* Directives
1. List every file path named in the LLVM patch email about switch lowering.
2. Using the LLVM patch email about switch lowering, answer these:
(a) What is the pull request number?
(b) How many files does the patch change in total?
(c) How many lines are added to the test file bittest.ll?
3. Proceed with the LLVM patch email about switch lowering, picking up right after its final line.

— Begin Document —

[llvm] [PPC] Set minimum of largest number of comparisons to use bit test for switch lowering (PR #155910)
Shimin Cui via llvm-commits
llvm-commits at lists.llvm.org
Thu Aug 28 13:08:00 PDT 2025
https://github.com/scui-ibm updated https://github.com/llvm/llvm-project/pull/155910
>From fe22a19f07cf38e43764fc44bcdbb799bb3909cc Mon Sep 17 00:00:00 2001
From: Shimin Cui <scui at xlperflep9.rtp.raleigh.ibm.com>
Date: Thu, 28 Aug 2025 19:40:29 +0000
Subject: [PATCH] [PPC] Set minimum of largest number of comparisons to use bit
test for switch
---
llvm/include/llvm/CodeGen/BasicTTIImpl.h | 11 +-
llvm/include/llvm/CodeGen/TargetLowering.h | 27 ++-
llvm/lib/CodeGen/SwitchLoweringUtils.cpp | 21 ++-
llvm/lib/CodeGen/TargetLoweringBase.cpp | 14 ++
llvm/lib/Target/PowerPC/PPCISelLowering.cpp | 8 +
llvm/test/CodeGen/PowerPC/bittest.ll | 193 ++++++++++++++++++++
6 files changed, 256 insertions(+), 18 deletions(-)

— End Document —
— Begin Excerpted data —

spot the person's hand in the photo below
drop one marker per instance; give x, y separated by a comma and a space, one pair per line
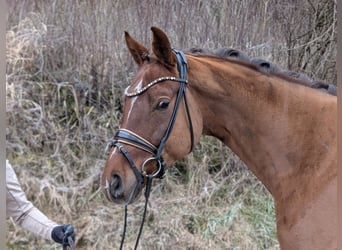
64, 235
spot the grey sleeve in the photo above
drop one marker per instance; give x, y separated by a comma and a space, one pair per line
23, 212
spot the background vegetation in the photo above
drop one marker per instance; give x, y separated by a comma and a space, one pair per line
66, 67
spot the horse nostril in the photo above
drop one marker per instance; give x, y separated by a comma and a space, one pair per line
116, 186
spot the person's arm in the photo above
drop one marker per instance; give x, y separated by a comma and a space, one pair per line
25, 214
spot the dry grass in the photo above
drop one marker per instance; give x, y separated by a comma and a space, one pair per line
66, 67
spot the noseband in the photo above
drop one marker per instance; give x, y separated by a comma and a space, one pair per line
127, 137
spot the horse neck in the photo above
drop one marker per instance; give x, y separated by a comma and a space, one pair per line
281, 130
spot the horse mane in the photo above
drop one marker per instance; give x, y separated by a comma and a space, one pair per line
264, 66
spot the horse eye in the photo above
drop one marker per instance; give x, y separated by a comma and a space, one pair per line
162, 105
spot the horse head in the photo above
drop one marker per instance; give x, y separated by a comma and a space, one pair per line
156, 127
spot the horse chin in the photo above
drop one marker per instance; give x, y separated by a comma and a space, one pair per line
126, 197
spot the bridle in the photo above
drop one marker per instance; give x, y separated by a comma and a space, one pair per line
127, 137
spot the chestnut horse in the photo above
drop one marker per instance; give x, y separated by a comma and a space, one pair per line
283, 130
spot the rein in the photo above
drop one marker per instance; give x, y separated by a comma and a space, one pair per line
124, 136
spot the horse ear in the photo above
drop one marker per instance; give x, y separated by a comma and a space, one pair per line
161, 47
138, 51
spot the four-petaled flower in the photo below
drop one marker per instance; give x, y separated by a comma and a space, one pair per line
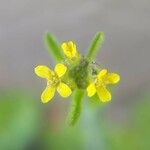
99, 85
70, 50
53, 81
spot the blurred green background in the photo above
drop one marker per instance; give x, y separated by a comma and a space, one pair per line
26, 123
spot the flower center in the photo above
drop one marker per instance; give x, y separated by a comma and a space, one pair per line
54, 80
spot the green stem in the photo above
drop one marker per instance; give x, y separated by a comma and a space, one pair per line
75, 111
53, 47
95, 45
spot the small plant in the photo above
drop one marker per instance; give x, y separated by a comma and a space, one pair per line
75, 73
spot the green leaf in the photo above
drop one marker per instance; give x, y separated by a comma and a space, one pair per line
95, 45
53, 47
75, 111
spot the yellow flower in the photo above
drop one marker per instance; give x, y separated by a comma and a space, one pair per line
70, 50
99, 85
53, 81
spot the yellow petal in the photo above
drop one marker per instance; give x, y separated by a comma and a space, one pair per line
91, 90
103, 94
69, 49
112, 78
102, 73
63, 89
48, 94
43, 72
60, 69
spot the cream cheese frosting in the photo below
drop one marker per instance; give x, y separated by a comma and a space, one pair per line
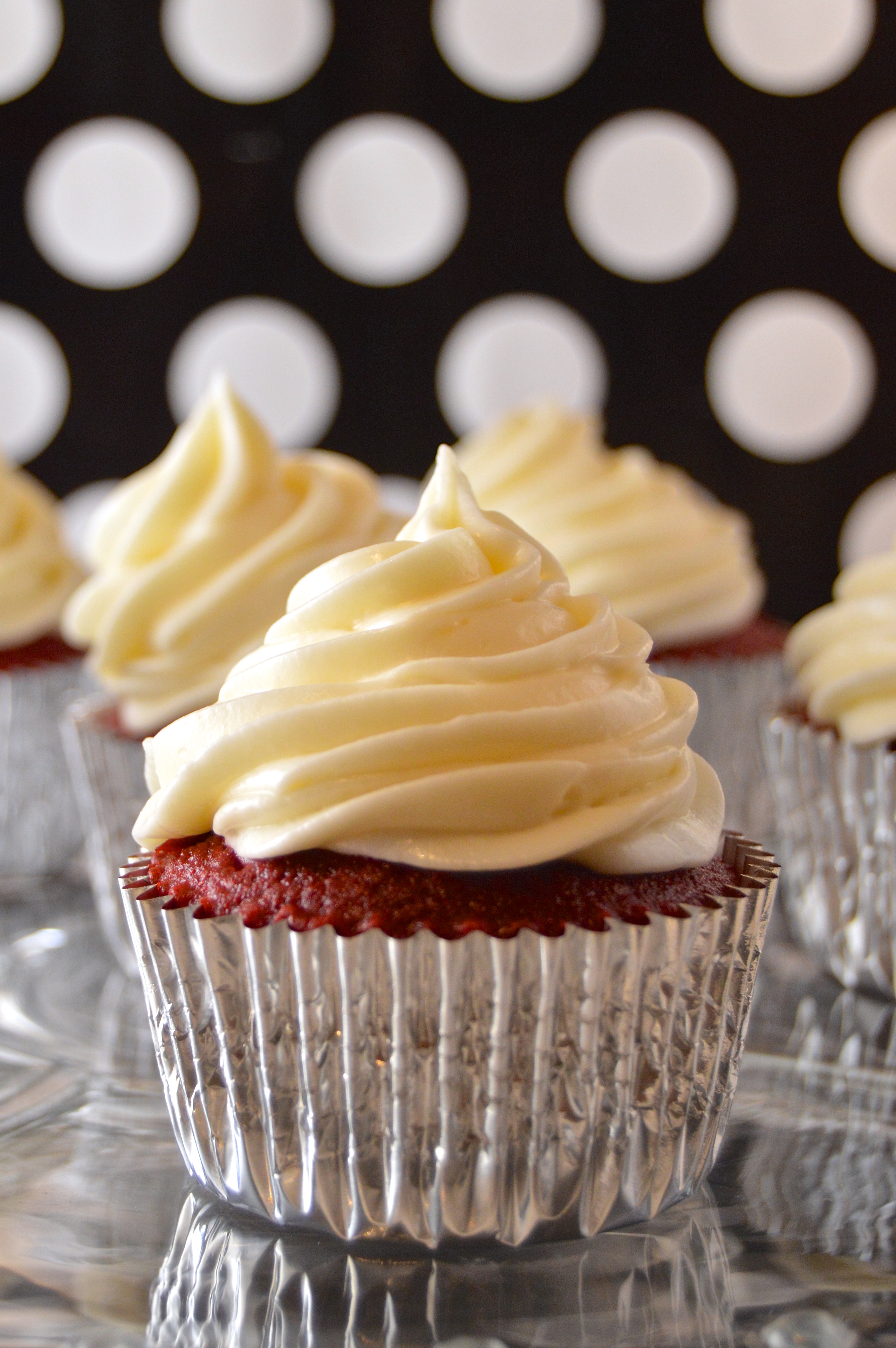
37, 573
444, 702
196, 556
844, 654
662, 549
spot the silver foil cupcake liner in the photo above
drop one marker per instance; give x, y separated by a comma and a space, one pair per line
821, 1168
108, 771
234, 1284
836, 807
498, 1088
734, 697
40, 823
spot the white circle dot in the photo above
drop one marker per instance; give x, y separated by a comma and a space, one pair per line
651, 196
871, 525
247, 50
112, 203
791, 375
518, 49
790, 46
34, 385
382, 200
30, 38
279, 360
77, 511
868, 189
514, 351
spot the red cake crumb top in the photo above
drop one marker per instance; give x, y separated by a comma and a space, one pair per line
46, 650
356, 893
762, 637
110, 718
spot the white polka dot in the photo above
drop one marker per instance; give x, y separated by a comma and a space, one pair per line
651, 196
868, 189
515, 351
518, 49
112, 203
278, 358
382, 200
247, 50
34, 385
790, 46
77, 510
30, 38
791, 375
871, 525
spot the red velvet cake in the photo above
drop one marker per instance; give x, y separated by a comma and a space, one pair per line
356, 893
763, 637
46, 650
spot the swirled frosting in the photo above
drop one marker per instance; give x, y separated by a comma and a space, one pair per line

— End Excerpted data —

* Replies
1.
llvm/include/llvm/CodeGen/BasicTTIImpl.h
llvm/include/llvm/CodeGen/TargetLowering.h
llvm/lib/CodeGen/SwitchLoweringUtils.cpp
llvm/lib/CodeGen/TargetLoweringBase.cpp
llvm/lib/Target/PowerPC/PPCISelLowering.cpp
llvm/test/CodeGen/PowerPC/bittest.ll

2.
(a) 155910
(b) 6
(c) 193

3.
create mode 100644 llvm/test/CodeGen/PowerPC/bittest.ll
diff --git a/llvm/include/llvm/CodeGen/BasicTTIImpl.h b/llvm/include/llvm/CodeGen/BasicTTIImpl.h
index 0a10b51f97c63..efd7580e10033 100644
--- a/llvm/include/llvm/CodeGen/BasicTTIImpl.h
+++ b/llvm/include/llvm/CodeGen/BasicTTIImpl.h
@@ -594,12 +594,13 @@ class BasicTTIImplBase : public TargetTransformInfoImplCRTPBase<T> {
// Check if suitable for a bit test
if (N <= DL.getIndexSizeInBits(0u)) {
- SmallPtrSet<const BasicBlock *, 4> Dests;
- for (auto I : SI.cases())
- Dests.insert(I.getCaseSuccessor());
+ DenseMap<const BasicBlock *, unsigned int> DestMap;
+ for (auto I : SI.cases()) {
+ const BasicBlock *BB = I.getCaseSuccessor();
+ DestMap[BB] = DestMap.count(BB) ? (DestMap.count(BB) + 1) : 1;
+ }
- if (TLI->isSuitableForBitTests(Dests.size(), N, MinCaseVal, MaxCaseVal,
- DL))
+ if (TLI->isSuitableForBitTests(DestMap, MinCaseVal, MaxCaseVal, DL))
return 1;
}
diff --git a/llvm/include/llvm/CodeGen/TargetLowering.h b/llvm/include/llvm/CodeGen/TargetLowering.h
index 438b6ff55c85f..4c94ed34123c7 100644
--- a/llvm/include/llvm/CodeGen/TargetLowering.h
+++ b/llvm/include/llvm/CodeGen/TargetLowering.h
@@ -1441,9 +1441,10 @@ class LLVM_ABI TargetLoweringBase {
/// \p High as its lowest and highest case values, and expects \p NumCmps
/// case value comparisons. Check if the number of destinations, comparison
/// metric, and range are all suitable.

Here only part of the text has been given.